::: Extrait du texte

Tout part d’une phrase en latin, à propos de laquelle j’avais fait naguère une publication sur Facebook, que je reprends pour le début de cet article.
« Fiat domine cor meum demerdatum », « Seigneur, que mon cœur soit démerdé ». Cette phrase a été écrite par Raimond Guilhem, juge chancelier de Raimond VI, comte de Toulouse, dans une charte de 1202. Cette charte est lisible en latin à cette page : https://deeds.library.utoronto.ca/charters/02184405
Je n’ai pas entrepris de traduire intégralement la charte. Il s’agit d’un accord entre l’abbé Hugues de Cluny, et le comte Raymond de Toulouse (si j’ai bien compris, la concession du monastère Saint-Sernin de Toulouse à l’ordre de Cluny). Chacun des deux est à tour de rôle énonciateur du texte de la charte, en accompagnant son nom de « ego » (« moi »), puis c’est le tour de deux témoins qui écrivent une formule toute faite (« presens interfui et suscripsi ») signifiant à peu près « j’étais présent et j’ai signé ci-dessous ». Sauf que l’un de ces deux témoins, Raymond Guilhem, ajoute juste après cette formule convenue notre fameuse phrase.
S’agissait-il d’une sorte de serment dont la vulgarité n’excluait pas la solennité (un peu comme le « J’le jure sur la tête de ma mère ! » d’aujourd’hui), ou d’un écart saugrenu inspiré par la conclusion d’une affaire compliquée à traiter, je n’en ai pas la moindre idée… Pas plus que je ne sais de quand date l’apparition dans la langue latine du verbe « se demerdare » : il n’apparaît pas dans le « Glossarium mediæ et infimæ latinitatis » de Du Cange (1883-1887), la référence en matière de latin médiéval – et ne parlons pas du Gaffiot ! Vous aurez en revanche sans doute reconnu le « fiat », « que… soit », que l’on retrouve dans la fameuse formule « Fiat lux », dans la version latine de la Genèse, prétendument prononcé de la bouche de Dieu lui-même, invoqué sous le nom de « Seigneur » par Raymond Guilhem.

::::::
::: Extraits d'enregistrements

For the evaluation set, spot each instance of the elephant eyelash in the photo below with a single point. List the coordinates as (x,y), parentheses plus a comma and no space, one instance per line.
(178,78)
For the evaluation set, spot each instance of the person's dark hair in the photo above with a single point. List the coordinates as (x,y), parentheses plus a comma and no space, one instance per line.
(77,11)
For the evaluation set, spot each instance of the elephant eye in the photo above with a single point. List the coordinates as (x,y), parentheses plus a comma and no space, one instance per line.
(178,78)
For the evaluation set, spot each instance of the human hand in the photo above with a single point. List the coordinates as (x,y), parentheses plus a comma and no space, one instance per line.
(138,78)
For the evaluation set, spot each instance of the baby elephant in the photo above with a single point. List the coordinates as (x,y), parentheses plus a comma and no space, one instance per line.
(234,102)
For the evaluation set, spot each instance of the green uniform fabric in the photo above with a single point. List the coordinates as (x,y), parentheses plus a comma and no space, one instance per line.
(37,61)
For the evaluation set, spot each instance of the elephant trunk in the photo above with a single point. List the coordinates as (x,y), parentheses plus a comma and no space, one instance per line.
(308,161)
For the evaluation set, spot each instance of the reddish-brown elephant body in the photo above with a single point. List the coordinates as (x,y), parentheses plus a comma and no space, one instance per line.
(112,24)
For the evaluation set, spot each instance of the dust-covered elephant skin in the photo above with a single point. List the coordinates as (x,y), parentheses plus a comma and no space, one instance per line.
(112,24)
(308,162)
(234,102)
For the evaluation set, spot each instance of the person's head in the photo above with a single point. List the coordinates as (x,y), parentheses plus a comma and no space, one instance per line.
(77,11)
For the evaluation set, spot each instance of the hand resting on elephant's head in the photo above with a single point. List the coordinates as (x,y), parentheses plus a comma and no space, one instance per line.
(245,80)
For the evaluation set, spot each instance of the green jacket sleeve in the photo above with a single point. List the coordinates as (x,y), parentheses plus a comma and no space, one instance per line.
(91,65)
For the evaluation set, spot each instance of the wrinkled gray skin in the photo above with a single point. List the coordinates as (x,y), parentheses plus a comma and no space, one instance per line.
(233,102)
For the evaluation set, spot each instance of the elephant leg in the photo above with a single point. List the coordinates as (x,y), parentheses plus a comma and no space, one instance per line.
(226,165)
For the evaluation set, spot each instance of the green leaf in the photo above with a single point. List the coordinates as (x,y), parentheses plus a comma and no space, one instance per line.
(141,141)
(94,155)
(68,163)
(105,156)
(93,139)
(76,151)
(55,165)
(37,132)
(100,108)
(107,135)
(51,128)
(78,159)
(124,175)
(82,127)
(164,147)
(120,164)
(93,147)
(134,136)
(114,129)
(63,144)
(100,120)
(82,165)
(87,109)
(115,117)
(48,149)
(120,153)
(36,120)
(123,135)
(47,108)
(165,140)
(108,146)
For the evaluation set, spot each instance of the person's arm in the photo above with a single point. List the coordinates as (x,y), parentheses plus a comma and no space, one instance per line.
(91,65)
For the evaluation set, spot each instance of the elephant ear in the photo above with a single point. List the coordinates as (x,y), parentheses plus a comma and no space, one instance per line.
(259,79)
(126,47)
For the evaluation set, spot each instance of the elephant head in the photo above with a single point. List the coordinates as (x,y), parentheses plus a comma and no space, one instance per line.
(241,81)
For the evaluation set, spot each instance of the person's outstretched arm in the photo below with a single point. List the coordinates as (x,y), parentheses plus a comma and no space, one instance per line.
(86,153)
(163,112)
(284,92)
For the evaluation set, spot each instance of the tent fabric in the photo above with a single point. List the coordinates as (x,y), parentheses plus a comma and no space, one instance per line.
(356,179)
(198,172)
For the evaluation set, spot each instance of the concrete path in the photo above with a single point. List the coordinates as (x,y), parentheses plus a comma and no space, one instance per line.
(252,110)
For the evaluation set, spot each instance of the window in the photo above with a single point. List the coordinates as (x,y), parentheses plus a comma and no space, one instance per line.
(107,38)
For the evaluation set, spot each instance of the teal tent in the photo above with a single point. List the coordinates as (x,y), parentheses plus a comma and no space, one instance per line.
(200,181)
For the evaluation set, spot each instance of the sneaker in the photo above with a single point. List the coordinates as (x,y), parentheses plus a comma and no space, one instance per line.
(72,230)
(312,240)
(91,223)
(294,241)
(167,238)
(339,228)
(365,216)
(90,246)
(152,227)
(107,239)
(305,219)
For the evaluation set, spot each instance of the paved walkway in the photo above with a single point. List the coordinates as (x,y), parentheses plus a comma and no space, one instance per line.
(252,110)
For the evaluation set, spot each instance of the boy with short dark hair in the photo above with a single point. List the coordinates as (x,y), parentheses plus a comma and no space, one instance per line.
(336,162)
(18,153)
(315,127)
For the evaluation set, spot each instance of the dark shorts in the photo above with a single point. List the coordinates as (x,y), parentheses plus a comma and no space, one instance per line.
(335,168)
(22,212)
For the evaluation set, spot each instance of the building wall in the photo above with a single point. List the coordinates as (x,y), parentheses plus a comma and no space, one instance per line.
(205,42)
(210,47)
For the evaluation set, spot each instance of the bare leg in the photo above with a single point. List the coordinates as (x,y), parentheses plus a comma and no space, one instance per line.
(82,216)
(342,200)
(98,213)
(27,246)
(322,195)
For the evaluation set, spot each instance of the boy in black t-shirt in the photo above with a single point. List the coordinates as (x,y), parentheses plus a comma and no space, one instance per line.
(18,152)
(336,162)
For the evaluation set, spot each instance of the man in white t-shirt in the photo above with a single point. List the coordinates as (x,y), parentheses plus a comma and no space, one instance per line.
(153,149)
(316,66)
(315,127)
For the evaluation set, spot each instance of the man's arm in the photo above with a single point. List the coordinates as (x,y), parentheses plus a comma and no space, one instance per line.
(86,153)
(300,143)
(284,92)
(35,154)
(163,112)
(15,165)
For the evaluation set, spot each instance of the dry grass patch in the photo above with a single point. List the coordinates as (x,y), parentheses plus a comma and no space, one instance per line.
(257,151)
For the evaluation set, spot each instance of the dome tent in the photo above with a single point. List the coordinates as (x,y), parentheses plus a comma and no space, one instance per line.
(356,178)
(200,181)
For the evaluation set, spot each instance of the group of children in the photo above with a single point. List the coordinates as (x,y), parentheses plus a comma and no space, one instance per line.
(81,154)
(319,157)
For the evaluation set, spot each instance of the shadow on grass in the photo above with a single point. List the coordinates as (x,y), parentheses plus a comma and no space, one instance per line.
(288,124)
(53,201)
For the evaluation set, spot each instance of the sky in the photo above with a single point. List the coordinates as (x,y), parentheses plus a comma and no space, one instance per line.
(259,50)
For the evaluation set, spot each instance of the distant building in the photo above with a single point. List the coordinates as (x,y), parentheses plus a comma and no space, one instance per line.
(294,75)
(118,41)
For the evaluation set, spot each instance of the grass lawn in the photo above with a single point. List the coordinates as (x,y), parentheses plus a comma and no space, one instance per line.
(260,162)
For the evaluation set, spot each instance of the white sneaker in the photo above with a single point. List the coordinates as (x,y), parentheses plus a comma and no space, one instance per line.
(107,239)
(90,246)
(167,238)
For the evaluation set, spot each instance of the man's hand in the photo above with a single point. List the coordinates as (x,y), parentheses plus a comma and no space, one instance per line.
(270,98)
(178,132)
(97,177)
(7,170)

::::::

Consigne: Poursuivez l'article sur la phrase latine de la charte de 1202 en reprenant juste après sa dernière phrase. Les enregistrements sont un matériau à part, sans lien avec l'article sur la phrase latine de la charte de 1202.

Réponse:
Après avoir allumé l’interrupteur du monde, Dieu se retrouve donc chargé de tirer la chasse dans le cœur trop gros de notre ami Raymond…
Si « se demerdare » ne figure pas dans les dictionnaires, on trouve en revanche « merda » dans le Gaffiot, à quoi s’ajoute dans le Du Cange « merdare » et « merdarius ». Le Corpus corporum (banque de textes latins antiques, médiévaux et modernes, en ligne : http://www.mlat.uzh.ch/MLS/) propose 116 occurrences de mots commençant par « merd- ». D’abord émoustillée, j’ai vite été lassée de toute cette merde (les textes sont très variés, le mot peut être employé aussi bien au sens propre qu’au sens figuré). Je n’ai retenu qu’une petite épigramme du poète italien Girolamo Balbi (1450-1535), ridiculisant un de ses concurrents, un « mauvais poète ». Je ne peux pas dire que j’apprécie ce poème tout de même assez vulgaire, mais il est… impressionnant ! Et il méritait pour cela d’être tiré de l’oubli.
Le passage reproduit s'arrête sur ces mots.